— BEGIN —
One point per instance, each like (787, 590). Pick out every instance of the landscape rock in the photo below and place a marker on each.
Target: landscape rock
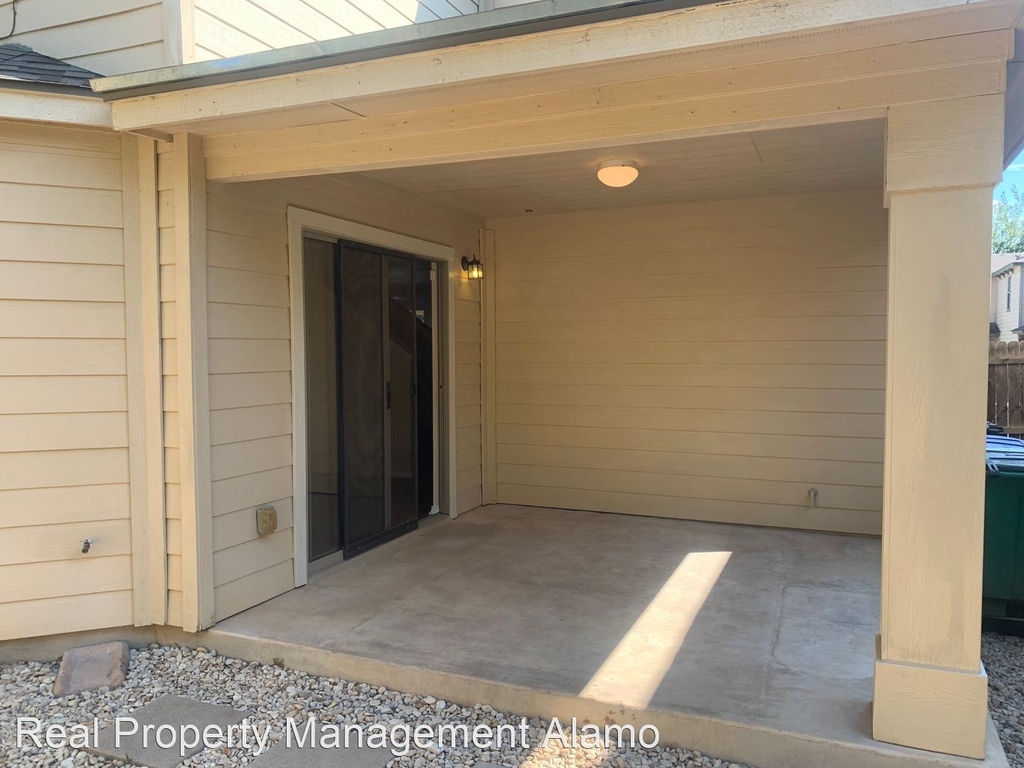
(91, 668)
— END —
— BEGIN —
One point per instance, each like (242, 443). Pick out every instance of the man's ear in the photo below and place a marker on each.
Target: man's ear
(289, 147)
— END —
GIVEN INSTRUCTION
Find each line in the rows above that contains the word "place", matching case, and copy those lines in full.

REPLY TO THE EXERCISE
One point per instance, each like (787, 590). Pick out every instance of the landscape rock in the photo below and place a marker on each.
One point per instance, each like (242, 443). Pick out every instance of the man's ear in the photo below and place a marker on each.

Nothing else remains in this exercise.